• [DIRECTION]:
Please list every line in the entries below that contains the word "yellow".

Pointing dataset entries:
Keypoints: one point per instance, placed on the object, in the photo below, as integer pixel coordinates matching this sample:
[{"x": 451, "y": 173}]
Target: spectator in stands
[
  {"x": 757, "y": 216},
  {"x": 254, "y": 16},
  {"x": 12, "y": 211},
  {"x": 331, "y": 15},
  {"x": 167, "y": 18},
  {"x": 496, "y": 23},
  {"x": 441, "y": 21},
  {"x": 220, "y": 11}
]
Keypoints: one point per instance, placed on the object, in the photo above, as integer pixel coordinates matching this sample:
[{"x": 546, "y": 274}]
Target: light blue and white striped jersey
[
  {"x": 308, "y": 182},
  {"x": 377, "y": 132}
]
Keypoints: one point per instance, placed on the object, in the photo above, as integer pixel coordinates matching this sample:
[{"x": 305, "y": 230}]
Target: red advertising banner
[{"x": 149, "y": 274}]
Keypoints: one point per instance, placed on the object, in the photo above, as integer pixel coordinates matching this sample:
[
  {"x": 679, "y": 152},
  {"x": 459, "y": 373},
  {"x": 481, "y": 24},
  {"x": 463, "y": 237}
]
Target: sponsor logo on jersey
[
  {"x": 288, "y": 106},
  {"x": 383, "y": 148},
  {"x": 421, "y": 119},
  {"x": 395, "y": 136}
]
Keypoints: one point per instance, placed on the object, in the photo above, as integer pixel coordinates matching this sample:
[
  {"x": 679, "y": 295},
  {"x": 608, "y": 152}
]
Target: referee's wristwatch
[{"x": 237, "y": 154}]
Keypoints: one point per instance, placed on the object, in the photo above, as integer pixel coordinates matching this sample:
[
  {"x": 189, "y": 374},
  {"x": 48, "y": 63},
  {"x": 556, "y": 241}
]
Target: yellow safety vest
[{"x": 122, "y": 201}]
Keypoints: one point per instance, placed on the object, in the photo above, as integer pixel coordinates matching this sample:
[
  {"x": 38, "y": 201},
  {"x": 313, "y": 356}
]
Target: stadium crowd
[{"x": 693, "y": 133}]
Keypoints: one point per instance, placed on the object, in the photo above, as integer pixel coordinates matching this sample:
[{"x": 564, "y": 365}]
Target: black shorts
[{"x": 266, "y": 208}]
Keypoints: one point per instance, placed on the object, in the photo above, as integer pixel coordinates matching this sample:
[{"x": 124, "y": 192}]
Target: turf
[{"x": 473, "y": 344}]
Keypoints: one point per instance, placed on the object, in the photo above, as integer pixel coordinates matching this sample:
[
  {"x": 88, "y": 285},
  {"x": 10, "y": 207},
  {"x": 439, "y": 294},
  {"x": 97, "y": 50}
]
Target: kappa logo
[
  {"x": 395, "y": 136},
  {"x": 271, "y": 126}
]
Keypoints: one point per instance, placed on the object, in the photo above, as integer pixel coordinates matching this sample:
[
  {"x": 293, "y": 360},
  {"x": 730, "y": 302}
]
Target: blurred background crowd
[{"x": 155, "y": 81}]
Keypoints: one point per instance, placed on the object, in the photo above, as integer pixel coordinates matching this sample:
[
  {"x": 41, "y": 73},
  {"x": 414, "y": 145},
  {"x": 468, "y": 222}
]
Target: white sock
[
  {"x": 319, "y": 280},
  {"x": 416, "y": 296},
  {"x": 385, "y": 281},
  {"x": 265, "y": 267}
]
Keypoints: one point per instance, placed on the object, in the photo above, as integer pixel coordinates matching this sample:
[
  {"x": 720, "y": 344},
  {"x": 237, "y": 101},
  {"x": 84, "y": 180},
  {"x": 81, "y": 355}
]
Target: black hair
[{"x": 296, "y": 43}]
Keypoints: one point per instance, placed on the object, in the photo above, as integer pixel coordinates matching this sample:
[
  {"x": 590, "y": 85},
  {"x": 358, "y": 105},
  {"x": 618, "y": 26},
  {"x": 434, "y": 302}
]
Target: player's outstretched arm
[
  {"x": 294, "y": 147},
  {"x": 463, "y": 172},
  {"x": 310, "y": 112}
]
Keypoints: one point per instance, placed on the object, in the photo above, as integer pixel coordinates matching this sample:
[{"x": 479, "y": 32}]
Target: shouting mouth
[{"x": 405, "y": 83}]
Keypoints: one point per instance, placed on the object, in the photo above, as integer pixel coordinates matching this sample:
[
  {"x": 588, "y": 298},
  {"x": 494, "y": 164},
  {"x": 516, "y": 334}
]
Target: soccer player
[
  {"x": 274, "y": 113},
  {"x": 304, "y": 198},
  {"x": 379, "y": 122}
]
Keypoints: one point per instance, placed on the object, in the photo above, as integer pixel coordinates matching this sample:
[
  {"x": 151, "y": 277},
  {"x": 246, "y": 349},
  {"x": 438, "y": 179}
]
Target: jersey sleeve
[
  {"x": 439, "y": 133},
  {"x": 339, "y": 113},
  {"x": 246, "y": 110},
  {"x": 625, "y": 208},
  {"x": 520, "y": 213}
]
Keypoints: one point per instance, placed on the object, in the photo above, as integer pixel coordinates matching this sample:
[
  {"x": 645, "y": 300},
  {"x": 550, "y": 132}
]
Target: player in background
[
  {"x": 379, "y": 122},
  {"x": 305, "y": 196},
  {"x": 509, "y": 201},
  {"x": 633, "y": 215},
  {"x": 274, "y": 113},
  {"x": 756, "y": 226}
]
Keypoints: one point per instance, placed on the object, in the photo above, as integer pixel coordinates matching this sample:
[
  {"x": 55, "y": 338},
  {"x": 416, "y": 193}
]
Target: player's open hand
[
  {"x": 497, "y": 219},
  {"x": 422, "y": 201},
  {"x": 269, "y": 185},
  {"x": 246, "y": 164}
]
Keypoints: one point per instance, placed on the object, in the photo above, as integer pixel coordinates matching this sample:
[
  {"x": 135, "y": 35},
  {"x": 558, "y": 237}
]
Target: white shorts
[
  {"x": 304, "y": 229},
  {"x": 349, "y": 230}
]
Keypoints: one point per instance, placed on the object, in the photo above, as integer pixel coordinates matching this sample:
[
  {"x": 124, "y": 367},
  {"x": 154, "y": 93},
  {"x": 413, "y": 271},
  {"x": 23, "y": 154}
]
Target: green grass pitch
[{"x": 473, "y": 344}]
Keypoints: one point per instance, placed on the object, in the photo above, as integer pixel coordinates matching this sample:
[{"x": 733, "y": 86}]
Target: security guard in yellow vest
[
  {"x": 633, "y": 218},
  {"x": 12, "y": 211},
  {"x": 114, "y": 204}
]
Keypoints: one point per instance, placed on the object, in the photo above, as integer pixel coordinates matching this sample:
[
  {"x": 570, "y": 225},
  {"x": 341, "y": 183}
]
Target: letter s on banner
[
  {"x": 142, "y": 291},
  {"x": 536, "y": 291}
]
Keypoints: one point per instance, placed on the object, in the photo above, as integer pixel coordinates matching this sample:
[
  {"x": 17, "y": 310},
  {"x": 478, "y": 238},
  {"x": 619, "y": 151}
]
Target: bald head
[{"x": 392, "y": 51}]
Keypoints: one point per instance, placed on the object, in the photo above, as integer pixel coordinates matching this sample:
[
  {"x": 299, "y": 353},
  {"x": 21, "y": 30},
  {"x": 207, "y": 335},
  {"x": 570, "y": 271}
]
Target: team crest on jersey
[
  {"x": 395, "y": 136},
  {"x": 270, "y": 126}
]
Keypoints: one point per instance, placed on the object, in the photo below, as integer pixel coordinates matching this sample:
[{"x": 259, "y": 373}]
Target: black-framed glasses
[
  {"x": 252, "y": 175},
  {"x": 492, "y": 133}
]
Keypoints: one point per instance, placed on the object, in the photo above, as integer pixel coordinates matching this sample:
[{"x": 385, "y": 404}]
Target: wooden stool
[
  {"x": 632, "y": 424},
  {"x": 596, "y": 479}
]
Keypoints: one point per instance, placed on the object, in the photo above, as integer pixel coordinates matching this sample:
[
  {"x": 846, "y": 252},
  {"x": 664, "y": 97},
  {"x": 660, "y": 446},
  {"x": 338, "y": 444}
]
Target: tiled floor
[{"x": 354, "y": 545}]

• [REPLY]:
Target: yellow safety vest
Target: security guard in yellow vest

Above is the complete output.